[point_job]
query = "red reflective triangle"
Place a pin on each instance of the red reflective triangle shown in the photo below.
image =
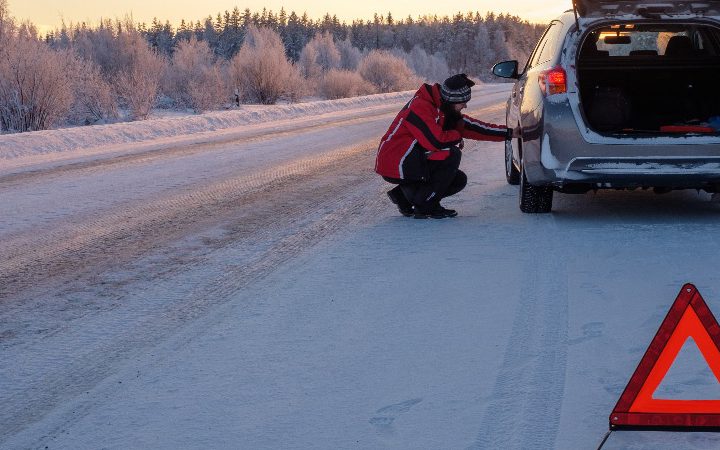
-=-=-
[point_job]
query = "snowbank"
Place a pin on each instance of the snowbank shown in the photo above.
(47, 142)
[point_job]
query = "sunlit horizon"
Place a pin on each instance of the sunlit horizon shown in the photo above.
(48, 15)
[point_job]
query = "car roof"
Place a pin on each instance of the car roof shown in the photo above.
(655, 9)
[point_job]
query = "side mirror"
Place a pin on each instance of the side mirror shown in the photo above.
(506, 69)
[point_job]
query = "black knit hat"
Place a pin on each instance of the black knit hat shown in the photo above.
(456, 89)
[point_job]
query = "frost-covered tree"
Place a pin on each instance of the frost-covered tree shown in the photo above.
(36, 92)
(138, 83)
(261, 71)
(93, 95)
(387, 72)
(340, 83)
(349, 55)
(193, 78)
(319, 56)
-=-=-
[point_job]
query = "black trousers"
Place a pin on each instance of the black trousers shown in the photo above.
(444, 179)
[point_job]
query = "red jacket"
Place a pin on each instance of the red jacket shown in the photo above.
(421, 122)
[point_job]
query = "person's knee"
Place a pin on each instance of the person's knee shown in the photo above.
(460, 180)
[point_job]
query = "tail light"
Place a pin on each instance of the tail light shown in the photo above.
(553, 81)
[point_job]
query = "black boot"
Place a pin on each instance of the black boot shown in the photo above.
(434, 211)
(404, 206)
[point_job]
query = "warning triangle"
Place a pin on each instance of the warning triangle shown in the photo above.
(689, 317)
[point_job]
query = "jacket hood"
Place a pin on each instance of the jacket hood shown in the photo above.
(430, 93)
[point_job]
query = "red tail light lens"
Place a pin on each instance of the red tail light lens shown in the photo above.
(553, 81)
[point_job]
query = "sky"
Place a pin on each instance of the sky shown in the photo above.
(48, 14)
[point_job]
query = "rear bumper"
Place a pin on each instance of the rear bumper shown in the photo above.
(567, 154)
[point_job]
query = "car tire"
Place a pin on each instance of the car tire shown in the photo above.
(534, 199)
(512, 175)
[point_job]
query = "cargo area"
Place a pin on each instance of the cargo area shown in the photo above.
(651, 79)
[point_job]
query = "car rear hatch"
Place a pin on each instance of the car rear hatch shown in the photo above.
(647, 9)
-=-=-
Can you gather every line of the material that contains the word "black" and copy each one in full?

* Correct result
query = "black knit hat"
Place a pin on each instance of the black knit hat shown in the photo above.
query = "black trousers"
Place a pin on each instance of the black trousers shown in the photo above.
query = "black boot"
Place a pin on each instance of the black boot shown in the photo above.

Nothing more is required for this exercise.